* **WORK INSTRUCTIONS**:
Exact copies of the records below are required.

Records contained in a dataset

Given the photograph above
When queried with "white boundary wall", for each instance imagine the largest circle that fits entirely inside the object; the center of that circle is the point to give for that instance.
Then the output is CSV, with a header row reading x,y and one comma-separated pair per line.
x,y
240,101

* **ANSWER TO THIS PROBLEM**:
Given the photograph above
When queried with "white boundary wall", for each instance imagine the largest circle that fits entirely inside the object; the center of that circle is the point to give for that instance.
Then the output is CSV, with a header row reading x,y and one comma-separated pair per line.
x,y
240,101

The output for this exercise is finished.